__Your goal__
Each record below needs to be set down again exactly.
*** Data shown ***
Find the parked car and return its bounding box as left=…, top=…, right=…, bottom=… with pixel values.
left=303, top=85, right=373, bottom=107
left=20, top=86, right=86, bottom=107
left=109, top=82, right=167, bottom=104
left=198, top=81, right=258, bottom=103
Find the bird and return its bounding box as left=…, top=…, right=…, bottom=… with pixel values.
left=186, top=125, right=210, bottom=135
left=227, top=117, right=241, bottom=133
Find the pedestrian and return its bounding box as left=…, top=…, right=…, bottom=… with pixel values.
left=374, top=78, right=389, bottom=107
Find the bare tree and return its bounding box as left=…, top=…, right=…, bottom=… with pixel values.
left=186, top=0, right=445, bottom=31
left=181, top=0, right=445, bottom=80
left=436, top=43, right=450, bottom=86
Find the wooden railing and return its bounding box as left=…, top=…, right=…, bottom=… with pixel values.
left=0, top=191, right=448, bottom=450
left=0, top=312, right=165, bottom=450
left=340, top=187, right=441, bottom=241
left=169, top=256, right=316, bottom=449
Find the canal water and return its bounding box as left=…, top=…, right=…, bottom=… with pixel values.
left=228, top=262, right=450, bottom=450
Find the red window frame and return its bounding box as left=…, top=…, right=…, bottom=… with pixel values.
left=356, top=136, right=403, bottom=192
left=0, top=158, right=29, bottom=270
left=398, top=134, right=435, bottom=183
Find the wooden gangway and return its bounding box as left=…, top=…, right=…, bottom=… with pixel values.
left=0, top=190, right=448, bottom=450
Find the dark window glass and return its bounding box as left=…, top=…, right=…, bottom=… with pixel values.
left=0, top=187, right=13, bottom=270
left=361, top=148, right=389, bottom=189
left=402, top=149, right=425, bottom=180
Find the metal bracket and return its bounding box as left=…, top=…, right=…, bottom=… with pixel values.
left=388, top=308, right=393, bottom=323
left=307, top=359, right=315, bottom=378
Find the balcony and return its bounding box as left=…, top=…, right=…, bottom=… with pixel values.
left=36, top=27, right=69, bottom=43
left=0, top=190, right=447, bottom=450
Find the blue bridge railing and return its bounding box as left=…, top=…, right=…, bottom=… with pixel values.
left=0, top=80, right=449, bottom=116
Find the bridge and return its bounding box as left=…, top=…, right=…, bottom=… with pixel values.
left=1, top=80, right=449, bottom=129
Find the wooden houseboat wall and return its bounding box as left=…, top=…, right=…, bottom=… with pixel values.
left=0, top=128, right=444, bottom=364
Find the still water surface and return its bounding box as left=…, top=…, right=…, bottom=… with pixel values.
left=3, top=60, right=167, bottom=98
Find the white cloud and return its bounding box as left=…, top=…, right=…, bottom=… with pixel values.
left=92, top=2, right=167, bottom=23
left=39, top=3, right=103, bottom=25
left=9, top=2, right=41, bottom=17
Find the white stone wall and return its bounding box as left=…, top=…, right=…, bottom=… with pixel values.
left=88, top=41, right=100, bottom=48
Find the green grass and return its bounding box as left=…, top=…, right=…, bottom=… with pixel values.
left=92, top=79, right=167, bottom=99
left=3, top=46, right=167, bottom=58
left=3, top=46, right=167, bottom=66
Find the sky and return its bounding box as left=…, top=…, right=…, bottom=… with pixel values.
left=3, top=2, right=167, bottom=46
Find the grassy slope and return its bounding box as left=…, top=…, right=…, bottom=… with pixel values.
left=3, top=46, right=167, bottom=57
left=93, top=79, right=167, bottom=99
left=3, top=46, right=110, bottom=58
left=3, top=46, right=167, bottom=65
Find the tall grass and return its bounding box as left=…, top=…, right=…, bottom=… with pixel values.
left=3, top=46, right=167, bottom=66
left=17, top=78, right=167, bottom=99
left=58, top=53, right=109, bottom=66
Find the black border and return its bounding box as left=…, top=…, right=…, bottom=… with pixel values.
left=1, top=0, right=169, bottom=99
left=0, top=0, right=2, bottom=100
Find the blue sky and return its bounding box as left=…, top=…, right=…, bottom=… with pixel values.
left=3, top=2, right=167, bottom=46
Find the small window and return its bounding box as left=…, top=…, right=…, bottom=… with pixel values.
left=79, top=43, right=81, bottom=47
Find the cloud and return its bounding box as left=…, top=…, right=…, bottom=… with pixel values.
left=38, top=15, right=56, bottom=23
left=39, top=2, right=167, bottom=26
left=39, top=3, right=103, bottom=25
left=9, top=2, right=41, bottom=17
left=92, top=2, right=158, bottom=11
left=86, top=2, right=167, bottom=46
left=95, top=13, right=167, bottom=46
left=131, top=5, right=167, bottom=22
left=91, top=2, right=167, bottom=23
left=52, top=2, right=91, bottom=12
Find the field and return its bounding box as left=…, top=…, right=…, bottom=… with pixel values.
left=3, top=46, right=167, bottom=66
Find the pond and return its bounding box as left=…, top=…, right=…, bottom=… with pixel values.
*** End of Data shown ***
__Response to the exercise__
Find the parked car and return its bounding box as left=…, top=…, right=…, bottom=… with pixel values.
left=303, top=85, right=373, bottom=107
left=20, top=86, right=86, bottom=107
left=109, top=82, right=167, bottom=104
left=198, top=81, right=258, bottom=103
Find the bird and return its bounding box as left=…, top=…, right=…, bottom=… with pixel values.
left=186, top=125, right=210, bottom=135
left=227, top=117, right=241, bottom=133
Find the pedestrian and return its bounding box as left=…, top=…, right=…, bottom=… with pixel values.
left=374, top=78, right=389, bottom=107
Find the bare tree and return its bounding box as left=…, top=…, right=…, bottom=… with pixel values.
left=186, top=0, right=445, bottom=31
left=181, top=0, right=445, bottom=80
left=436, top=43, right=450, bottom=86
Find the wooden railing and return its bounding box as left=…, top=…, right=…, bottom=… with pixel values.
left=0, top=191, right=448, bottom=450
left=0, top=312, right=165, bottom=450
left=340, top=187, right=441, bottom=241
left=169, top=256, right=316, bottom=449
Find the canal water and return its bounding box as left=…, top=…, right=…, bottom=… with pixel values.
left=228, top=262, right=450, bottom=450
Find the red window frame and return its bounding box as left=…, top=…, right=…, bottom=… with pixel values.
left=356, top=136, right=403, bottom=192
left=0, top=158, right=29, bottom=270
left=398, top=134, right=435, bottom=183
Find the wooden gangway and return its bounding box as left=…, top=…, right=…, bottom=… with pixel values.
left=0, top=190, right=448, bottom=450
Find the dark window glass and return its bounding box as left=…, top=…, right=…, bottom=… with pixel values.
left=0, top=187, right=13, bottom=270
left=361, top=148, right=389, bottom=189
left=402, top=149, right=425, bottom=180
Find the metal bracket and return its bounding box as left=…, top=…, right=…, bottom=… with pixel values.
left=388, top=308, right=393, bottom=323
left=307, top=359, right=315, bottom=378
Find the balcony and return its bounding box as left=…, top=…, right=…, bottom=… with pixel values.
left=36, top=27, right=69, bottom=43
left=0, top=190, right=447, bottom=450
Find the blue bridge railing and return its bounding box as left=…, top=…, right=…, bottom=… with pixel values.
left=0, top=80, right=449, bottom=116
Find the bridge and return its bounding box as left=…, top=…, right=…, bottom=… with pixel values.
left=1, top=80, right=449, bottom=129
Find the wooden houseboat wall and return its bounding box as left=…, top=…, right=…, bottom=… with pixel values.
left=0, top=128, right=444, bottom=364
Find the still water surface and return its bounding box as left=…, top=…, right=…, bottom=… with pixel values.
left=3, top=60, right=167, bottom=98
Find the white cloud and return its bounding box as left=…, top=…, right=…, bottom=… with pixel values.
left=92, top=2, right=167, bottom=23
left=39, top=3, right=103, bottom=25
left=9, top=2, right=41, bottom=17
Find the white stone wall and return its bounding box as left=…, top=…, right=…, bottom=… with pixel values.
left=88, top=41, right=100, bottom=48
Find the green grass and return its bounding box as left=…, top=…, right=…, bottom=… with pixel values.
left=92, top=79, right=167, bottom=99
left=3, top=46, right=167, bottom=58
left=3, top=46, right=167, bottom=66
Find the sky and return its bounding box as left=…, top=…, right=…, bottom=… with pixel values.
left=3, top=2, right=167, bottom=46
Find the grassy slope and return its bounding box as left=…, top=…, right=…, bottom=… with pixel values.
left=3, top=46, right=167, bottom=57
left=93, top=79, right=167, bottom=99
left=3, top=46, right=110, bottom=58
left=3, top=46, right=167, bottom=65
Find the tall grass and return its bounding box as left=…, top=…, right=…, bottom=… with pixel values.
left=3, top=46, right=167, bottom=66
left=17, top=78, right=167, bottom=99
left=58, top=53, right=109, bottom=66
Find the black border and return its bounding box as left=…, top=…, right=…, bottom=… with pixel values.
left=1, top=0, right=169, bottom=99
left=0, top=0, right=2, bottom=100
Find the blue sky and return its bounding box as left=…, top=…, right=…, bottom=… with pixel values.
left=3, top=2, right=167, bottom=46
Find the small window and return its bounding box as left=…, top=…, right=…, bottom=… with pixel values.
left=79, top=43, right=81, bottom=47
Find the cloud and return its bounding box as left=…, top=…, right=…, bottom=… with pixel values.
left=38, top=15, right=56, bottom=23
left=39, top=2, right=167, bottom=26
left=39, top=3, right=103, bottom=25
left=9, top=2, right=41, bottom=17
left=92, top=2, right=158, bottom=11
left=86, top=2, right=167, bottom=46
left=95, top=13, right=167, bottom=46
left=131, top=5, right=167, bottom=22
left=91, top=2, right=167, bottom=23
left=52, top=2, right=91, bottom=12
Find the field and return its bounding box as left=…, top=…, right=…, bottom=… with pixel values.
left=3, top=46, right=167, bottom=66
Find the pond and return its bounding box as left=…, top=…, right=…, bottom=… with pixel values.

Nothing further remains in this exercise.